### Problem
Give back exactly the lines of the entries below from the line with "Query: bare leg" to the line with "Each is formatted like [167, 240].", inclusive, and only those.

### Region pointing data
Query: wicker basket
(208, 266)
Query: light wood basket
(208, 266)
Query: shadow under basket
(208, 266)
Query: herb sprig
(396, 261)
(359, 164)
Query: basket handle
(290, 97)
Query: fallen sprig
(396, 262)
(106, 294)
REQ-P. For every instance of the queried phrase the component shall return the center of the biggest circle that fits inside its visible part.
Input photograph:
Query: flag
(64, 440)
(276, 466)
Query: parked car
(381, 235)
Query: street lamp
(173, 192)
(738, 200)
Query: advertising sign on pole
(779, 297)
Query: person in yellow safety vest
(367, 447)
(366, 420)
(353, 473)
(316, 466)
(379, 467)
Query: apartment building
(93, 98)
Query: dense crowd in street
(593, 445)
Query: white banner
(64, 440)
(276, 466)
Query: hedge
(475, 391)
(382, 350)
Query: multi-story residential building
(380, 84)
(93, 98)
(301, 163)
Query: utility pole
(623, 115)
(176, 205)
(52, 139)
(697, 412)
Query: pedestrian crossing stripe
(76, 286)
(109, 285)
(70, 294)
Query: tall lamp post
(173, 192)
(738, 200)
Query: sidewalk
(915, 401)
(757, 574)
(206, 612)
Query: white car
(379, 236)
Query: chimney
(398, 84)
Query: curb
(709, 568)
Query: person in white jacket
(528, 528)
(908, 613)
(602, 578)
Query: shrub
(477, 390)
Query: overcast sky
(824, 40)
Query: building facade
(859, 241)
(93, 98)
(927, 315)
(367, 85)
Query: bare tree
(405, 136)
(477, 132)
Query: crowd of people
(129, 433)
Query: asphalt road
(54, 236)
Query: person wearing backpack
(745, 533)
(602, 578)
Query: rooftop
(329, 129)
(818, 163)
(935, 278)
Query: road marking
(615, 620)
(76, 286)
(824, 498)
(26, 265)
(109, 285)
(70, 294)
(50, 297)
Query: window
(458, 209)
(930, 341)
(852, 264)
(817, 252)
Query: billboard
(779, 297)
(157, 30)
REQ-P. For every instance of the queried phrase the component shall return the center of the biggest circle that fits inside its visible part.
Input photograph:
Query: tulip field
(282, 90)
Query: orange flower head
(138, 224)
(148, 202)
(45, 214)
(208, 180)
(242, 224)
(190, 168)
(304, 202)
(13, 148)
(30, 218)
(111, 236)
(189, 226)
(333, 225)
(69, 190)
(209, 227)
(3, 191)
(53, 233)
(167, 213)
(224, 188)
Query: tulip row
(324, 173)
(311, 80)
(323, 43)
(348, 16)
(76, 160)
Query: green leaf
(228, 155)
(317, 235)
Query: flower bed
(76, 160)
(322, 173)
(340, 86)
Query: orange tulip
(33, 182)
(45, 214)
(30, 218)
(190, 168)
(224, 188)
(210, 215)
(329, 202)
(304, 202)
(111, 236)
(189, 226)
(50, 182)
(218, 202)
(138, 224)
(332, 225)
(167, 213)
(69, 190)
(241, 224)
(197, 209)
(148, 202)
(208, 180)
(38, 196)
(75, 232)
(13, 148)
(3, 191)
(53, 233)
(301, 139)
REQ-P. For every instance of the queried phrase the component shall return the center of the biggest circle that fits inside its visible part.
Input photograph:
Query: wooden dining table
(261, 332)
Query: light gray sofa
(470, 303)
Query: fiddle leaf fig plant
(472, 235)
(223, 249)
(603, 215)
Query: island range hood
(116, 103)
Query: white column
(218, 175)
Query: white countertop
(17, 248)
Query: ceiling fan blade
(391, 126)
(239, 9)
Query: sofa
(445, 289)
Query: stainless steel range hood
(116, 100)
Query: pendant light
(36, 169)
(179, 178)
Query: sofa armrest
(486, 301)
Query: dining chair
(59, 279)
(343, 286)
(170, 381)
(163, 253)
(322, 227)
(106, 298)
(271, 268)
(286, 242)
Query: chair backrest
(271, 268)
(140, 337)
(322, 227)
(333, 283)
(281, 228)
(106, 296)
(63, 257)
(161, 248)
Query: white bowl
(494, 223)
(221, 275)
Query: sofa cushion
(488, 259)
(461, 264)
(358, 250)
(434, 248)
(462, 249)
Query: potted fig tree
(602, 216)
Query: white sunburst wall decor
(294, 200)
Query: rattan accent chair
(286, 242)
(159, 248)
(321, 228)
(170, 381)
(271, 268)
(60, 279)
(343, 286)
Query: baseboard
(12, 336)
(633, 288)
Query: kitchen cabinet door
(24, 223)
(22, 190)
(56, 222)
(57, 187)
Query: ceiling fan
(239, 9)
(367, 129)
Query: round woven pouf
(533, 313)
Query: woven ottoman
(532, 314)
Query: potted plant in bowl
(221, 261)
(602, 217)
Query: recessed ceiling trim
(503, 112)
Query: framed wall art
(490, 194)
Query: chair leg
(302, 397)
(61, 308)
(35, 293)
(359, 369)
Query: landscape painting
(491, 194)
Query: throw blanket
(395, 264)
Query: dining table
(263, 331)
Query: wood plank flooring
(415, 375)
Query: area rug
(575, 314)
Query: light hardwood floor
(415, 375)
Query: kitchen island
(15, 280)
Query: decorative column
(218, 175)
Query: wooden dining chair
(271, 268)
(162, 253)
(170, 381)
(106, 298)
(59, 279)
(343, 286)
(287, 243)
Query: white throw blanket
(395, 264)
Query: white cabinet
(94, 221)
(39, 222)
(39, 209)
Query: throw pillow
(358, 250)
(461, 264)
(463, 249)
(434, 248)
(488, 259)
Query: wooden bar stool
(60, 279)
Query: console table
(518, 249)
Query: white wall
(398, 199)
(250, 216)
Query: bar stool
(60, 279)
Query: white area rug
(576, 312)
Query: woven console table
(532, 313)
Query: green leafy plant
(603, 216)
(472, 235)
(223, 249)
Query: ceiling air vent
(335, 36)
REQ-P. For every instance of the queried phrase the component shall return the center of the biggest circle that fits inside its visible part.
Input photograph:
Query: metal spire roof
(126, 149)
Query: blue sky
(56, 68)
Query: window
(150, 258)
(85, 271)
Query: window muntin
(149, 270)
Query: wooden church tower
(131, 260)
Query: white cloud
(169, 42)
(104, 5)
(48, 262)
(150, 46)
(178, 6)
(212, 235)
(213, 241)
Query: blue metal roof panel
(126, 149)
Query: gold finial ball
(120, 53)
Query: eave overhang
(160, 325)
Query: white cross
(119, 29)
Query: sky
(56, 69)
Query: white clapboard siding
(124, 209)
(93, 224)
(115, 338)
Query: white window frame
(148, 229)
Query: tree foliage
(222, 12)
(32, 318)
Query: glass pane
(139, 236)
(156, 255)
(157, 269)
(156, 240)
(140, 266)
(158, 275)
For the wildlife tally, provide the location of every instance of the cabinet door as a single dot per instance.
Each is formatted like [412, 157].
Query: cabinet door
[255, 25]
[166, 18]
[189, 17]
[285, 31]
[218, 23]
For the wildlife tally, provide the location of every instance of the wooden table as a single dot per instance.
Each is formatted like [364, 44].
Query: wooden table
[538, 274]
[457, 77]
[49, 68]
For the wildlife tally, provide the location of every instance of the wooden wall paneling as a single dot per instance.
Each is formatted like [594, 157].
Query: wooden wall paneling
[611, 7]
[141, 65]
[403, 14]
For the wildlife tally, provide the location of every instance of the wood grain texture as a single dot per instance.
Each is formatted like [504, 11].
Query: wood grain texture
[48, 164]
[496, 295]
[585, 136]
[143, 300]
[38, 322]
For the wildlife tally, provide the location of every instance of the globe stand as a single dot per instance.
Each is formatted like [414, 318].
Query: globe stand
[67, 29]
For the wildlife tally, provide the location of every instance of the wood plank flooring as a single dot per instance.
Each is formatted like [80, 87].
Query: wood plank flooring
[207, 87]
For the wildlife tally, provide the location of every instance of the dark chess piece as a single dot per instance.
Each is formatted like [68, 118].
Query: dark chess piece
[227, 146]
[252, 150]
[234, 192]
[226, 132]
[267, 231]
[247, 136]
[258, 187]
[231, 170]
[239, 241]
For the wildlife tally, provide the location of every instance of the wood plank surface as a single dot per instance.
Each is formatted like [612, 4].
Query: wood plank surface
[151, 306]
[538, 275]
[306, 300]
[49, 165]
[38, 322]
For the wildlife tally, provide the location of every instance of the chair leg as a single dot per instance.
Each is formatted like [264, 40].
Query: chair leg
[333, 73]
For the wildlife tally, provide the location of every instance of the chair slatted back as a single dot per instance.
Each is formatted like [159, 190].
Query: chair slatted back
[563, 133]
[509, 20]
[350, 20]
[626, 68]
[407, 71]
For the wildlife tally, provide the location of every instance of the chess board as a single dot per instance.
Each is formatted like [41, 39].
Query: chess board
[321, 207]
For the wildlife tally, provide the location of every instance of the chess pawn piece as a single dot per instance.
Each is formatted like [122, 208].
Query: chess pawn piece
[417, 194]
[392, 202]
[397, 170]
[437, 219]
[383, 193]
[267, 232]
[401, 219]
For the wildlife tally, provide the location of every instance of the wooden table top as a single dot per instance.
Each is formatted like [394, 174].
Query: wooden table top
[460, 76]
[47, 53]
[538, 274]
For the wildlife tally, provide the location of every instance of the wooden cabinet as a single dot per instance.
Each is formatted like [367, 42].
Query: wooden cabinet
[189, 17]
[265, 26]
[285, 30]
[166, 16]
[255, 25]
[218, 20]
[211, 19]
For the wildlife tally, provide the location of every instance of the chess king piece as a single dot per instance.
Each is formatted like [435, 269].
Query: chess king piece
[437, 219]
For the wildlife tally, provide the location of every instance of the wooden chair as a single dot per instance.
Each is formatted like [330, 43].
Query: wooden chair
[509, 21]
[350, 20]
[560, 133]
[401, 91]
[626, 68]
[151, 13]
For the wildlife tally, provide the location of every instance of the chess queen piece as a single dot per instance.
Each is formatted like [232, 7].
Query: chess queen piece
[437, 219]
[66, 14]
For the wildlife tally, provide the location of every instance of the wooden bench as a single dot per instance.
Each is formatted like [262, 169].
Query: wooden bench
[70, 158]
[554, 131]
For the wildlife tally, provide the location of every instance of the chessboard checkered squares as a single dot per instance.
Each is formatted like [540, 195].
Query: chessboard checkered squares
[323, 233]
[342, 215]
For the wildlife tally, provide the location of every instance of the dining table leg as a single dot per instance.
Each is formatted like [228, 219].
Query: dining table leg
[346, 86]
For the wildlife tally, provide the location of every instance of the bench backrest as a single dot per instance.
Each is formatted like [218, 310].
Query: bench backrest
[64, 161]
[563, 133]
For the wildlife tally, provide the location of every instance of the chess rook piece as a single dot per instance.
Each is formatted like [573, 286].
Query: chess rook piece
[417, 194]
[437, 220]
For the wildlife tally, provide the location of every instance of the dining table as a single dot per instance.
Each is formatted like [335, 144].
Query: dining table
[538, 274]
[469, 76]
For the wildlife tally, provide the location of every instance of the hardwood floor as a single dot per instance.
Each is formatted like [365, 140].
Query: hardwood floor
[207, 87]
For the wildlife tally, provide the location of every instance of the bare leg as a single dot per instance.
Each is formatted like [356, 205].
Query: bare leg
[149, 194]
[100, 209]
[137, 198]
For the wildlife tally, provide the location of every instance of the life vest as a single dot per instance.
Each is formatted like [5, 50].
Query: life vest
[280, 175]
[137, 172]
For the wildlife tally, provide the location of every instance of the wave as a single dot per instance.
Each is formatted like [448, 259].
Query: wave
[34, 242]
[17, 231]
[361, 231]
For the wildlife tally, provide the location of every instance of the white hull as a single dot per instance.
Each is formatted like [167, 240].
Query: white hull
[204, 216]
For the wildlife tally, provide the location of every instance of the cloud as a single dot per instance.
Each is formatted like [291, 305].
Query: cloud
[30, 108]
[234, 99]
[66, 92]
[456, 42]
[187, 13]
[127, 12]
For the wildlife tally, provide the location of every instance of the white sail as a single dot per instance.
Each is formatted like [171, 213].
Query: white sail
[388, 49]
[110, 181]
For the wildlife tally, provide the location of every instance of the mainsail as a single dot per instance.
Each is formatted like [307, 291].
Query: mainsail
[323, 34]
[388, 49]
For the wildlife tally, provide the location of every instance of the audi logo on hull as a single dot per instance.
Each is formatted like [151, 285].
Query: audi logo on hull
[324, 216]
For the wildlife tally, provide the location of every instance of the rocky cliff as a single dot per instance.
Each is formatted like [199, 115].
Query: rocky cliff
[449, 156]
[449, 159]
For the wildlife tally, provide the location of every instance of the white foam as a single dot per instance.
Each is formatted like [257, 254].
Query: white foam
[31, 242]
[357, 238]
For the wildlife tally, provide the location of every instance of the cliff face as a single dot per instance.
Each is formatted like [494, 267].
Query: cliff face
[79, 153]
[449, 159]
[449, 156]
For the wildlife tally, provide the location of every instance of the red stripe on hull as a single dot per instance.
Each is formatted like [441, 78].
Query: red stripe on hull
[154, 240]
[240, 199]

### Solution for this task
Query: bare leg
[149, 194]
[100, 209]
[137, 198]
For the wildlife tally, provide the location of every instance of the life vest as a single dot per instance.
Each is formatted like [5, 50].
Query: life vest
[280, 175]
[137, 172]
For the wildlife tally, provide the location of every instance of the wave as a single dot per instance.
Each is formatted like [448, 259].
Query: wave
[34, 242]
[17, 231]
[361, 231]
For the wildlife tally, provide the location of every instance of the white hull as a single dot per instance.
Each is formatted like [167, 240].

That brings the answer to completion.